Supplied data:

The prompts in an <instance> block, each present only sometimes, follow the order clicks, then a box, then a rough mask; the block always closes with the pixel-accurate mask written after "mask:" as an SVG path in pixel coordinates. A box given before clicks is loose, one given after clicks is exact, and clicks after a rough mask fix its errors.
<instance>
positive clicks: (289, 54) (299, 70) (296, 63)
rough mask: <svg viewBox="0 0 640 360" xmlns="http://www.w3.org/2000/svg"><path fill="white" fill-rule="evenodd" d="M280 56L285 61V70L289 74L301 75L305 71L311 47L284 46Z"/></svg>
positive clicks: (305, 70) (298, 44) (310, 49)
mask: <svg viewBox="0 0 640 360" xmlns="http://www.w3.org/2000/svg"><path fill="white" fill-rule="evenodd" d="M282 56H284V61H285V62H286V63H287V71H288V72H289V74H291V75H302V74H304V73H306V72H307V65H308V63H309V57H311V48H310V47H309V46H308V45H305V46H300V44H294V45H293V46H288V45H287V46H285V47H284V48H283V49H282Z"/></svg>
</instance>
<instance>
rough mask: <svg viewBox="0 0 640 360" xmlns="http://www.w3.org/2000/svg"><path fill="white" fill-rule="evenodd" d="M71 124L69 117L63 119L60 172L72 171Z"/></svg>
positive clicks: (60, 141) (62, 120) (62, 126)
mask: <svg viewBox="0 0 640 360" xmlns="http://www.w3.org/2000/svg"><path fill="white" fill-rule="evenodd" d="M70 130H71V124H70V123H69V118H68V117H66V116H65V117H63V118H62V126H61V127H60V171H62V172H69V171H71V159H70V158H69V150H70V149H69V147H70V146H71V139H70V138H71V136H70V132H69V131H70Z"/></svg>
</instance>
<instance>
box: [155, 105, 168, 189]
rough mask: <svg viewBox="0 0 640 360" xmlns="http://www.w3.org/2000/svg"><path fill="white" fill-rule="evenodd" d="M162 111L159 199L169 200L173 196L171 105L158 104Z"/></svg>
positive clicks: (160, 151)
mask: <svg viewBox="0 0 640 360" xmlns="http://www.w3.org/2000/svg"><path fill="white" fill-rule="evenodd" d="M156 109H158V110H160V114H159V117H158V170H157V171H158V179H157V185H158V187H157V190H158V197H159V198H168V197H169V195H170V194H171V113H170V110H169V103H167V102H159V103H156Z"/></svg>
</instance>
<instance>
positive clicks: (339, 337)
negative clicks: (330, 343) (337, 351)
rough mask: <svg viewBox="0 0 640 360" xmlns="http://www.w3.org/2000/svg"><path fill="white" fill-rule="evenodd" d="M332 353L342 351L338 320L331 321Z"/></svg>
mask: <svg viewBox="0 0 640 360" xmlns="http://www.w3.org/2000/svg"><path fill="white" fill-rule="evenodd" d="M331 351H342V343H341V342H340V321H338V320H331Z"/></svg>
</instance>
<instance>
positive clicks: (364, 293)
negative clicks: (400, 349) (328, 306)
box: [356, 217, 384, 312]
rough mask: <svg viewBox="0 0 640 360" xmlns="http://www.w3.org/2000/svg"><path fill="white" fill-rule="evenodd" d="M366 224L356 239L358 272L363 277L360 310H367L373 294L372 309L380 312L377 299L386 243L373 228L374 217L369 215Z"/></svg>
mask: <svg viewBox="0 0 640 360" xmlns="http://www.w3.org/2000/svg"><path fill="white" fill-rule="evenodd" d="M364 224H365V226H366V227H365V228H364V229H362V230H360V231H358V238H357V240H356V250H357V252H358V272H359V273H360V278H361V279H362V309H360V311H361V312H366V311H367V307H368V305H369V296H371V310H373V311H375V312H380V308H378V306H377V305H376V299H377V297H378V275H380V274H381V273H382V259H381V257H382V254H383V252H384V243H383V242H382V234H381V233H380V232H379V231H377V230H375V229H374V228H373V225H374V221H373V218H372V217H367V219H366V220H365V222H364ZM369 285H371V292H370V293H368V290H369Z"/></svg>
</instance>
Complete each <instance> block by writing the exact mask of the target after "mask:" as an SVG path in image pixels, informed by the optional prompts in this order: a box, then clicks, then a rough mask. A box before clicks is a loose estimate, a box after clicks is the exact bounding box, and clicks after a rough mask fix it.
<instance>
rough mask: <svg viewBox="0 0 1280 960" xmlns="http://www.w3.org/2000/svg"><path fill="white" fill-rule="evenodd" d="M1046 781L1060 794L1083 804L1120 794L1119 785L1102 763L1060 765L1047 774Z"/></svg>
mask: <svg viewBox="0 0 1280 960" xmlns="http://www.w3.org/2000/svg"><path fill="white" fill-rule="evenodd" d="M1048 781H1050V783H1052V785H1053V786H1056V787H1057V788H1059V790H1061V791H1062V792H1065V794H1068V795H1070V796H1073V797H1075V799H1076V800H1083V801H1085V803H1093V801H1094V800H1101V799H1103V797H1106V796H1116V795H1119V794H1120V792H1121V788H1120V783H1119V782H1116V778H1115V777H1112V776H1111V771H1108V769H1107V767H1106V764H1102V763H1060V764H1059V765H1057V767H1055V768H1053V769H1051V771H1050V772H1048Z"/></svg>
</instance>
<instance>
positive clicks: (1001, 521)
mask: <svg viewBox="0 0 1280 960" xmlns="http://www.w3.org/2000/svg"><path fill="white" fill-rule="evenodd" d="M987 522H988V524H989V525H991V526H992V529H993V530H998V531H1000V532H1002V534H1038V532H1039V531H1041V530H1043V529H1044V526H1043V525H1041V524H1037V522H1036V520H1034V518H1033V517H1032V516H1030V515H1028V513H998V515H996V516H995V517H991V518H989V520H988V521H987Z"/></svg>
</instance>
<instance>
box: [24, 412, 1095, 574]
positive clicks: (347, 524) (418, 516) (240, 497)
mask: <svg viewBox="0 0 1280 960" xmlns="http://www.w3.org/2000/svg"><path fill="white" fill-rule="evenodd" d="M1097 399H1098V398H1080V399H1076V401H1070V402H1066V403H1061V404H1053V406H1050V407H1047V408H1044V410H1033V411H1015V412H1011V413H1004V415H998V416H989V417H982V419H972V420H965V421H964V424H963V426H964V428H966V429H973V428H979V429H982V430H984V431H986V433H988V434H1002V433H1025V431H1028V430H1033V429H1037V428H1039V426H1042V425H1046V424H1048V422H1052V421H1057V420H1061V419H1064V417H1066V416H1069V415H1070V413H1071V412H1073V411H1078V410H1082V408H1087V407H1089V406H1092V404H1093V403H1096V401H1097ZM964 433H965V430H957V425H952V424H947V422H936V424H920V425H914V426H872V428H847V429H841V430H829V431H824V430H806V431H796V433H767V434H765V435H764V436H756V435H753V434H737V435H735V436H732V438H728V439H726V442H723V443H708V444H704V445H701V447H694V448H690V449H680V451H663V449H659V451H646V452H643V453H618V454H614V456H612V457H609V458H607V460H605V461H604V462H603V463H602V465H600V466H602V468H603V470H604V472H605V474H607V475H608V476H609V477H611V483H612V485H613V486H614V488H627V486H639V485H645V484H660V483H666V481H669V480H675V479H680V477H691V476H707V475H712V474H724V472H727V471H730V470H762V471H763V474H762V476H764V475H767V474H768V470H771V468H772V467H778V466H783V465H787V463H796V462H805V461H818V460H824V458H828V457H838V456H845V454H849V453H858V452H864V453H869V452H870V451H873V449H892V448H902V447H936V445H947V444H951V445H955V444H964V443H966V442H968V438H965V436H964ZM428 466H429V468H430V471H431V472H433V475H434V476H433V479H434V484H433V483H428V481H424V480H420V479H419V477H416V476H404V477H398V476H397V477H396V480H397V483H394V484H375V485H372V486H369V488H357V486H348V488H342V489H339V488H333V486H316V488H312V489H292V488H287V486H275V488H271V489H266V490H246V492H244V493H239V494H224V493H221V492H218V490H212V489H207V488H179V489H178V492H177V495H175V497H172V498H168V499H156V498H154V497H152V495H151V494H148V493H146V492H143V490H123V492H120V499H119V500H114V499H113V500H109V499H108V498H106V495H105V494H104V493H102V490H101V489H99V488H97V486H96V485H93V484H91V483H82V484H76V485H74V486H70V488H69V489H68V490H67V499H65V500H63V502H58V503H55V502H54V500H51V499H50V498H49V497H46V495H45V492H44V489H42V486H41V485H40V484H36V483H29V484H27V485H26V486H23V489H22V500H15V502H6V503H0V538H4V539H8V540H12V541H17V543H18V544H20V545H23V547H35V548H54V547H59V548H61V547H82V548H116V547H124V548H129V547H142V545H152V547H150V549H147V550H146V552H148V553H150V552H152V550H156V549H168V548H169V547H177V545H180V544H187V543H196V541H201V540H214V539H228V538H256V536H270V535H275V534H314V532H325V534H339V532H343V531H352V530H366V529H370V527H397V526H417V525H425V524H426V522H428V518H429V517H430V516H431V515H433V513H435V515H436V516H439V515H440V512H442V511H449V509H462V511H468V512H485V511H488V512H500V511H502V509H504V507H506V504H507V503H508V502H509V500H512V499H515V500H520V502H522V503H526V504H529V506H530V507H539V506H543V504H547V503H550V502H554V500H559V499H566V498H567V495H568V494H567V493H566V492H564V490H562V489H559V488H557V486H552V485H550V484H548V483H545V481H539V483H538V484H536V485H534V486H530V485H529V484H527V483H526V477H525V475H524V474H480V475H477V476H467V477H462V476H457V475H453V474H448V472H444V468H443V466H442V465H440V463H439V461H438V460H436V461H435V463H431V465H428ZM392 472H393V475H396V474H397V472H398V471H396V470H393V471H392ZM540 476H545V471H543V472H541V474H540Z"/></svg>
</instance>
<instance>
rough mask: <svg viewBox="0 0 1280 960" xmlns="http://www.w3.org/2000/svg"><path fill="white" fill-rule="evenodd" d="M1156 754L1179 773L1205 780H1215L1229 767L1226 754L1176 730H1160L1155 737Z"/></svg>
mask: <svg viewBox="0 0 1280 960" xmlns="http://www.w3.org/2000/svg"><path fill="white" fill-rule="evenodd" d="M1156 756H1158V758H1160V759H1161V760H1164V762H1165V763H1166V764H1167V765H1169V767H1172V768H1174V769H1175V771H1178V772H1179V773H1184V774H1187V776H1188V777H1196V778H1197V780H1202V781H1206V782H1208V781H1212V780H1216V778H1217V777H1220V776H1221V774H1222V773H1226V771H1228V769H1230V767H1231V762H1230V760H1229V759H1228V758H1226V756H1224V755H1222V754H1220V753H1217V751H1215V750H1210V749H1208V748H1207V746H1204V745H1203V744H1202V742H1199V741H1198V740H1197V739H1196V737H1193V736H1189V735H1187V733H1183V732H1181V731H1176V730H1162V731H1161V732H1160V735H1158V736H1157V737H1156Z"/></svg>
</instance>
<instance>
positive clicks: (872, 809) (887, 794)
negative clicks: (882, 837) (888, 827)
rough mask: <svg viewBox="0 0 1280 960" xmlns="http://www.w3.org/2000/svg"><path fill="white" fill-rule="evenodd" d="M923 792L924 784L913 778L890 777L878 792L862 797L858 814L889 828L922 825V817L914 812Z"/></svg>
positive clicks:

What the task requires:
Within the listing above, give again exactly every line from the line with "positive clicks: (339, 337)" through the line with "positive clicks: (364, 293)", both included, and no other line.

Expected output:
positive clicks: (339, 337)
negative clicks: (330, 343) (337, 351)
rough mask: <svg viewBox="0 0 640 360" xmlns="http://www.w3.org/2000/svg"><path fill="white" fill-rule="evenodd" d="M332 353L342 351L338 320L331 321Z"/></svg>
mask: <svg viewBox="0 0 640 360" xmlns="http://www.w3.org/2000/svg"><path fill="white" fill-rule="evenodd" d="M331 351H342V343H341V342H340V321H338V320H331Z"/></svg>
</instance>
<instance>
positive clicks: (364, 293)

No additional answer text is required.